> [WHAT IS BEING ASKED]
Return each line in the listing below that contains the word "beach", copied unchanged.

> [AVAILABLE DATA]

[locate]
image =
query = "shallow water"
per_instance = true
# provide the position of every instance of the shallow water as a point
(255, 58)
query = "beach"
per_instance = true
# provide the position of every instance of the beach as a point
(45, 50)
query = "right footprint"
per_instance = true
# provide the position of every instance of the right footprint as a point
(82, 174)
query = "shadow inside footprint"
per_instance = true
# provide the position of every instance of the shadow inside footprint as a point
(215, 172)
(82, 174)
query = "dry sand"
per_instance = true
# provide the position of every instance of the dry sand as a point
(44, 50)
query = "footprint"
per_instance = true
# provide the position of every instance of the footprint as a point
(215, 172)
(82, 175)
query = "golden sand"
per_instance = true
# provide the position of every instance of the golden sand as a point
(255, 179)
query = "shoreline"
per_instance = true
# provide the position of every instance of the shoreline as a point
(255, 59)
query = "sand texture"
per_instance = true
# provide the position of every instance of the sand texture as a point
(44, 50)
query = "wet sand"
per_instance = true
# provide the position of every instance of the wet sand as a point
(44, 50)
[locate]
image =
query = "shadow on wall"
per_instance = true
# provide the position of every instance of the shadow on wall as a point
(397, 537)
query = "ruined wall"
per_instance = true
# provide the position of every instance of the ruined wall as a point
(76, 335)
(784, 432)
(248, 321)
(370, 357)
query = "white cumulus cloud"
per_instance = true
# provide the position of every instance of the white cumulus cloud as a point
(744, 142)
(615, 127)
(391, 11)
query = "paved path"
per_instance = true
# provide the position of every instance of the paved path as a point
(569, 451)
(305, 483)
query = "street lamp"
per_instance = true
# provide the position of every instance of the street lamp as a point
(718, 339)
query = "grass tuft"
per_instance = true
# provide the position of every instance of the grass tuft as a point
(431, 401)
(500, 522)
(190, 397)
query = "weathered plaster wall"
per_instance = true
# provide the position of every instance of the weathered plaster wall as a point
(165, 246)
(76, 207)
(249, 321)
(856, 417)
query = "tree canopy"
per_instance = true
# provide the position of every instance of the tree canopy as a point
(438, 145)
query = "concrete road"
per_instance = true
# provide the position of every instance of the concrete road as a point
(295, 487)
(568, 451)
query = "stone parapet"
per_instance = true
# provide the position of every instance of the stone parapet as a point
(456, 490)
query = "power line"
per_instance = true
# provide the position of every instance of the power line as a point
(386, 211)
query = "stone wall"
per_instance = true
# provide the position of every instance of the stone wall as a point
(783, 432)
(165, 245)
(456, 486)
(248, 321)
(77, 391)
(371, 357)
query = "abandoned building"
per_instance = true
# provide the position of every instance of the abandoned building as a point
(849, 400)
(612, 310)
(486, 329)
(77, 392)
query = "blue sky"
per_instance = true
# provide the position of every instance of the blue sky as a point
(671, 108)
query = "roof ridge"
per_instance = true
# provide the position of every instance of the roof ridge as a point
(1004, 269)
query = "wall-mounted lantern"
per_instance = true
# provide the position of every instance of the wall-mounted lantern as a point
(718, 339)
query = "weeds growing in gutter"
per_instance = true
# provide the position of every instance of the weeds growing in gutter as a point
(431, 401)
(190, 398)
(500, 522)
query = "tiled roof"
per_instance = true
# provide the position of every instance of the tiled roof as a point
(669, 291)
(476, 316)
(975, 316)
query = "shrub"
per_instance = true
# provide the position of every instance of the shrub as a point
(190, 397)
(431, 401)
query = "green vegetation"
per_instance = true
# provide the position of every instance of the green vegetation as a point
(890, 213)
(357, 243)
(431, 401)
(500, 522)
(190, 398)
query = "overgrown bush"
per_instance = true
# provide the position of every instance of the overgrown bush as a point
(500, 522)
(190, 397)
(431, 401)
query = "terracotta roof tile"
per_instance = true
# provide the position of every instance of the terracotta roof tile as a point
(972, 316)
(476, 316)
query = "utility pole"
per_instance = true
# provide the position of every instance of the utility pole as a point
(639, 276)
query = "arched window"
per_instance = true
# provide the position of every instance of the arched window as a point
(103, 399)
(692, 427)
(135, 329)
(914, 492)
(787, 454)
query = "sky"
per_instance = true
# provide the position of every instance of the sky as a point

> [EXERCISE SOLUTION]
query = "beach"
# provide the position of every instance of the beach as a point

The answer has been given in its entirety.